> _Objective_
Count the lines in the material below that contain the string "green", treating uppercase and lowercase as different. Reply with only that number.

> _Source material_
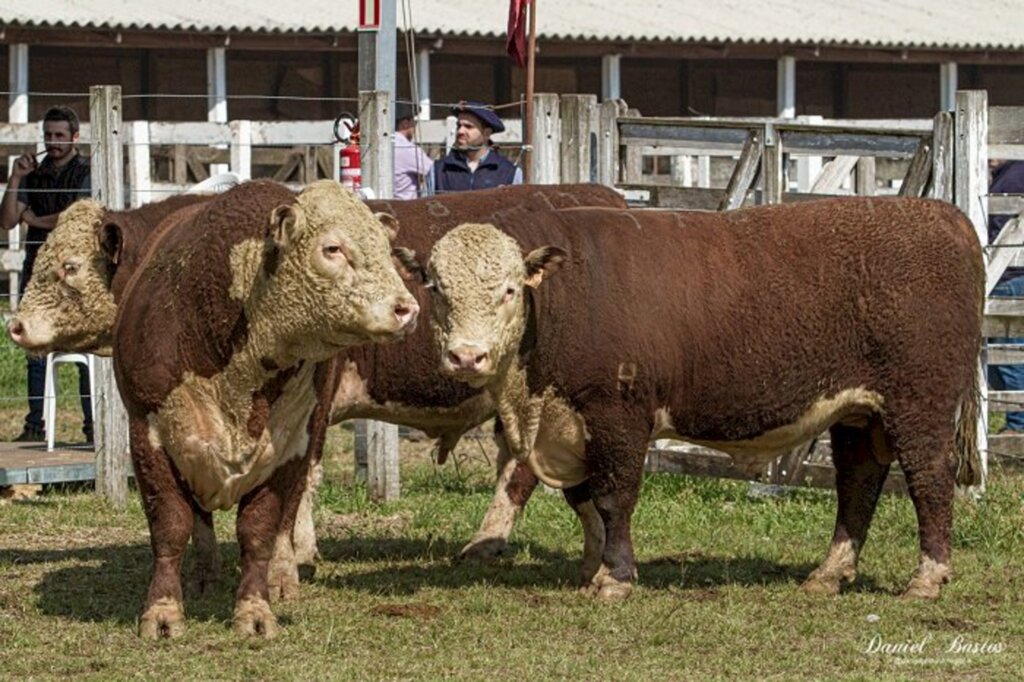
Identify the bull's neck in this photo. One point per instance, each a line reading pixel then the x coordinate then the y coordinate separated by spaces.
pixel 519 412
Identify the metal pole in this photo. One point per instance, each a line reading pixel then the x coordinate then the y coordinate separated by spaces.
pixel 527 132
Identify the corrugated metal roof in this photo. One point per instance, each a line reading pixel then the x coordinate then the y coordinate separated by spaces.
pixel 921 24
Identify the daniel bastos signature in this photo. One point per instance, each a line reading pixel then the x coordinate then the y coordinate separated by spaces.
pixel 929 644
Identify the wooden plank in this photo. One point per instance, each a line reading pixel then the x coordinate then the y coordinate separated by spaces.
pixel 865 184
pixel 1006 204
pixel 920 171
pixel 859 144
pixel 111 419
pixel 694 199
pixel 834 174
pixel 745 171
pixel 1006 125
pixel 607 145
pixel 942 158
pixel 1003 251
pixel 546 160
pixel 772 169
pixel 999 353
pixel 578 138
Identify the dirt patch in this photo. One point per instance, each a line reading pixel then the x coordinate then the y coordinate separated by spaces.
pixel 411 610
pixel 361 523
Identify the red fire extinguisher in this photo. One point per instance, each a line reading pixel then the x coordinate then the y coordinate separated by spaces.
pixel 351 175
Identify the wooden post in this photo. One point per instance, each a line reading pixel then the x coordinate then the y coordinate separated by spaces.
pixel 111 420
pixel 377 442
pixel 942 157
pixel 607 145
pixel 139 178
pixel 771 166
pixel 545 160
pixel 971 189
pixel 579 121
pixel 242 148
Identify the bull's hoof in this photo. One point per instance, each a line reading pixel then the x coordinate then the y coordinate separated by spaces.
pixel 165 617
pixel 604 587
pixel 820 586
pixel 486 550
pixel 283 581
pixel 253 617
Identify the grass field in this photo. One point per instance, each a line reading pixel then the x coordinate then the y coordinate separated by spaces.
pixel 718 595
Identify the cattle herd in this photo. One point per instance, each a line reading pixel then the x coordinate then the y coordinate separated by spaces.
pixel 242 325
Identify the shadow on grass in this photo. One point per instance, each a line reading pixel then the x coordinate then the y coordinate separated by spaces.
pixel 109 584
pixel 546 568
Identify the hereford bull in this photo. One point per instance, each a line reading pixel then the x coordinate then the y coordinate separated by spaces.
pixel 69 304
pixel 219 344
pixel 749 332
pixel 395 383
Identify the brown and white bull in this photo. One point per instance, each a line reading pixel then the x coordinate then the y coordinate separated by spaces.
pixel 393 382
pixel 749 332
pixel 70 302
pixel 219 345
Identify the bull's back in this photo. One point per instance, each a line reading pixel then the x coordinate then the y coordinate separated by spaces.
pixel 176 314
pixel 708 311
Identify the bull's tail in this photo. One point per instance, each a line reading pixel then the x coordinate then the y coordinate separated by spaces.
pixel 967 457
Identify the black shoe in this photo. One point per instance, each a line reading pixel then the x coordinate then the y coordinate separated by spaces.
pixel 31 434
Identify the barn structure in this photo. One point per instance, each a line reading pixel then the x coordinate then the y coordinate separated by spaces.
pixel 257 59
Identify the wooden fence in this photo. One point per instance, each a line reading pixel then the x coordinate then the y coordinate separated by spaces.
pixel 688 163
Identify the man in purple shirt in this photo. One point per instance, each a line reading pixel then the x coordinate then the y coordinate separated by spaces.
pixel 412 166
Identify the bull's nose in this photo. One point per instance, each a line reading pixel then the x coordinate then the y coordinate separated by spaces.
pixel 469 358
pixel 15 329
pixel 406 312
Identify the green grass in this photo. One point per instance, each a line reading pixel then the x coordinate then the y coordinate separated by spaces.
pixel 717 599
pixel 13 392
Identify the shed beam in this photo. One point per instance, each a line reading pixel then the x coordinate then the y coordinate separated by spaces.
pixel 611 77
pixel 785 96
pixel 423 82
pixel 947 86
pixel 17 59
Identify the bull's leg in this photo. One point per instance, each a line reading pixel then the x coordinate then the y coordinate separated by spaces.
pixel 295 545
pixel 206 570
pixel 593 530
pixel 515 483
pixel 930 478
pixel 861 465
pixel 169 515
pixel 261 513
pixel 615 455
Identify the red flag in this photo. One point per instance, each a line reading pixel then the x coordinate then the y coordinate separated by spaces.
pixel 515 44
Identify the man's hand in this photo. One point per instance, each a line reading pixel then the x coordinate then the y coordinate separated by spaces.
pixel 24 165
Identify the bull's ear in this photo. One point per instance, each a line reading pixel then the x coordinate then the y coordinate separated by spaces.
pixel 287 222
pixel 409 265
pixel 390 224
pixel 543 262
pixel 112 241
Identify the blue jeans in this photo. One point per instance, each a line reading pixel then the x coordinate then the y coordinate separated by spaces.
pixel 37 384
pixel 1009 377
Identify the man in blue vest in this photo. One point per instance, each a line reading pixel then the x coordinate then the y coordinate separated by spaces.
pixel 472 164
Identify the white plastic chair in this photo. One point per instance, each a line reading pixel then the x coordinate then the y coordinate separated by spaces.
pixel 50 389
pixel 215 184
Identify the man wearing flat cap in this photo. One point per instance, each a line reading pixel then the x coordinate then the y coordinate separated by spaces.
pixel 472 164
--
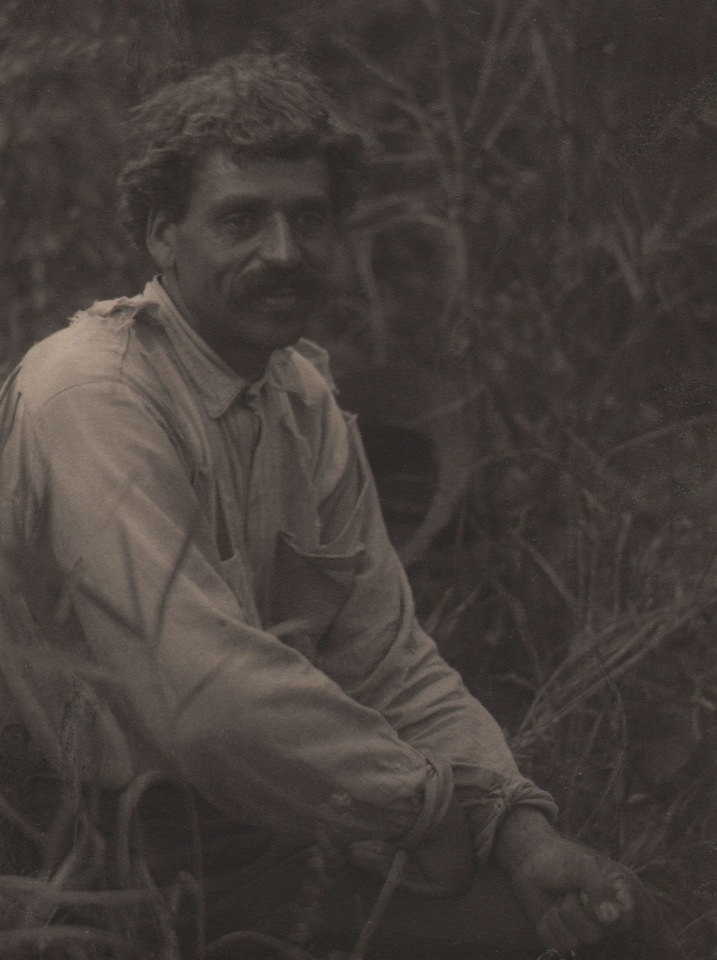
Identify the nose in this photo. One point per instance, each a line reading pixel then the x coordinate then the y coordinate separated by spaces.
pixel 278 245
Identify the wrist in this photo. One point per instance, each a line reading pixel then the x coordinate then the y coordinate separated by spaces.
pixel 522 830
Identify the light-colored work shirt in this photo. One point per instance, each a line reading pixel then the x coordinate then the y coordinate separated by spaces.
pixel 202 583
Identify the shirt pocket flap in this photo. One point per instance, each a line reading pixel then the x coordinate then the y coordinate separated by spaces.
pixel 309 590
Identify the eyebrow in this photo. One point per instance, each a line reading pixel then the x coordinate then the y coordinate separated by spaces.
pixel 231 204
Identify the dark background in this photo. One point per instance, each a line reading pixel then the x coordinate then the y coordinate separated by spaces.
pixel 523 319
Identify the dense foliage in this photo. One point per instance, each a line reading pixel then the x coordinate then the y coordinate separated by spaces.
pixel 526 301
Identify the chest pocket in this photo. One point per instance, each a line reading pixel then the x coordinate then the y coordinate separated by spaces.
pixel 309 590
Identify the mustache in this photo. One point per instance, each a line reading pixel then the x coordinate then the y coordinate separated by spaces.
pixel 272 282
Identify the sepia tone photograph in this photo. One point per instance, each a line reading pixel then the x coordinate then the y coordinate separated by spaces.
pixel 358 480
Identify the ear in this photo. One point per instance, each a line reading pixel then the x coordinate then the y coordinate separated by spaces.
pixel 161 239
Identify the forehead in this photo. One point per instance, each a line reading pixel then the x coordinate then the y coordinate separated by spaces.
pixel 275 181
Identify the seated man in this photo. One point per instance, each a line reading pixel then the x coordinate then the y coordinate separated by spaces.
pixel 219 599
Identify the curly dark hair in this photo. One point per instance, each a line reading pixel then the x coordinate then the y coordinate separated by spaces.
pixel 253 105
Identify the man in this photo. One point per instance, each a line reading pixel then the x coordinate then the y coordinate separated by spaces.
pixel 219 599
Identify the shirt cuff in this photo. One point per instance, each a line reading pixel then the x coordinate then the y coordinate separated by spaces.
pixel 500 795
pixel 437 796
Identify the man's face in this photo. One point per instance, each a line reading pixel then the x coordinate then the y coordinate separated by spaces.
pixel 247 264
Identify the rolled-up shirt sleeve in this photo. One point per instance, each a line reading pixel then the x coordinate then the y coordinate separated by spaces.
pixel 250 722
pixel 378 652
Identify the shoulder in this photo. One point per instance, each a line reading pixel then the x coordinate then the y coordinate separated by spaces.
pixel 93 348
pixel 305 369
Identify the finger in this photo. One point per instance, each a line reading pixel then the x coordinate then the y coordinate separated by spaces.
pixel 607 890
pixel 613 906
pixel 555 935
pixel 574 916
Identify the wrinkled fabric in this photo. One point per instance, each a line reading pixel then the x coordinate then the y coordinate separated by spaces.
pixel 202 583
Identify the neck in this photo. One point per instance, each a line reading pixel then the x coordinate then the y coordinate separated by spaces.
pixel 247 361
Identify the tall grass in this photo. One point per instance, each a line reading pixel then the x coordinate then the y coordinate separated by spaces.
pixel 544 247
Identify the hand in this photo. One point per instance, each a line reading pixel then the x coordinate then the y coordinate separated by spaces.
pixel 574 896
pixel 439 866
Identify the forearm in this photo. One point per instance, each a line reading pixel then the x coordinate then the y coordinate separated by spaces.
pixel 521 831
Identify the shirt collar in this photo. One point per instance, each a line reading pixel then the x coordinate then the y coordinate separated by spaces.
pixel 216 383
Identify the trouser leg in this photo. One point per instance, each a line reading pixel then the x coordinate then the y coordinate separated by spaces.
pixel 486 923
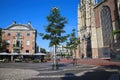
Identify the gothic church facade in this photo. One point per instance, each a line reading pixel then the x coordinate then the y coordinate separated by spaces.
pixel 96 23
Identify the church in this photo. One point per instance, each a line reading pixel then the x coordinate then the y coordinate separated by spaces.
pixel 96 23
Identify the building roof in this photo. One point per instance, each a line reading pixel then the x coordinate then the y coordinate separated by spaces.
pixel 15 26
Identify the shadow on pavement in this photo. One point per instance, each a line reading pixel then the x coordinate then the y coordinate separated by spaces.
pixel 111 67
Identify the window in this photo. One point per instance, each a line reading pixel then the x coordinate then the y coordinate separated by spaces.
* * *
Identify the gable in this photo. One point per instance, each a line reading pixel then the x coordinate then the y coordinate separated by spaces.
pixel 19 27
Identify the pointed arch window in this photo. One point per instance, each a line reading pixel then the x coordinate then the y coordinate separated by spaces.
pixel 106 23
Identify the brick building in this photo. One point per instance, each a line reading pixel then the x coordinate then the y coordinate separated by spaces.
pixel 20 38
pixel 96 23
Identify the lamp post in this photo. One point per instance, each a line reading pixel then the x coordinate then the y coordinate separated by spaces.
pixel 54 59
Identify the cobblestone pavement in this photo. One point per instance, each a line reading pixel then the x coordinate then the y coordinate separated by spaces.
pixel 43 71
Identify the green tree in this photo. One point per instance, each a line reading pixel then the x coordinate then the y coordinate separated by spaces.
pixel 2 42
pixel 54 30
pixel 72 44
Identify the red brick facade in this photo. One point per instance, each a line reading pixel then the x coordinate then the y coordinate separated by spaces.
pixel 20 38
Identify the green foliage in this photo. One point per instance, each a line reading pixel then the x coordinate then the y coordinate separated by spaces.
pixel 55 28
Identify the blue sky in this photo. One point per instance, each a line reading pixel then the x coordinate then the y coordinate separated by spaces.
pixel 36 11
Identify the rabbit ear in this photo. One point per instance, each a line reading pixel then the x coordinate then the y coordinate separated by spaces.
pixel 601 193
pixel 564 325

> _The result_
3